[Material to process]
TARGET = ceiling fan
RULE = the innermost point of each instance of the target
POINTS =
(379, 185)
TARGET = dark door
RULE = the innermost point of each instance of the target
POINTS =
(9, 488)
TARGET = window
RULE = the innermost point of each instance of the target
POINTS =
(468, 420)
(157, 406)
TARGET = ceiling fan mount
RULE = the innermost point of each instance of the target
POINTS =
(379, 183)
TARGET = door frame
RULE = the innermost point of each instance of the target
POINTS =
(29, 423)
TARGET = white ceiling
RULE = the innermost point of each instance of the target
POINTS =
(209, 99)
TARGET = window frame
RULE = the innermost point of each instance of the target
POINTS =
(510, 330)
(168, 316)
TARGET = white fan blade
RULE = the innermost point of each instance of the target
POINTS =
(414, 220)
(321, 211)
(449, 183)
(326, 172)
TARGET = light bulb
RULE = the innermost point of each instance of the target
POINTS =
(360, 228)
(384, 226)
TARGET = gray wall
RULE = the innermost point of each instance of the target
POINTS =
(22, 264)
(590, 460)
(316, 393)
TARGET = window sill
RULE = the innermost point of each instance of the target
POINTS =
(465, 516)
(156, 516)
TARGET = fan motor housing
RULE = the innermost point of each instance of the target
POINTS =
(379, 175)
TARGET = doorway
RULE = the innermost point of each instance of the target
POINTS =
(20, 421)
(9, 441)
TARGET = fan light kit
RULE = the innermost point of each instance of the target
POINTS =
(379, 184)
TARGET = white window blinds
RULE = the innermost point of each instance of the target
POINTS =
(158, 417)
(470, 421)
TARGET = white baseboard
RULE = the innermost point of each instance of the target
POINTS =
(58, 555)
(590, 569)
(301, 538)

[Problem description] Take the line with "TARGET = white window blinds" and every line after it in the data, and please reproduce them exactly, leaving out all other lines.

[Finished task]
TARGET = white window blinds
RULE = the innermost point of each instance of the target
POINTS =
(158, 417)
(470, 421)
TARGET = white baseboard
RULE = the innermost point of each instance of the target
POINTS =
(58, 555)
(590, 569)
(301, 538)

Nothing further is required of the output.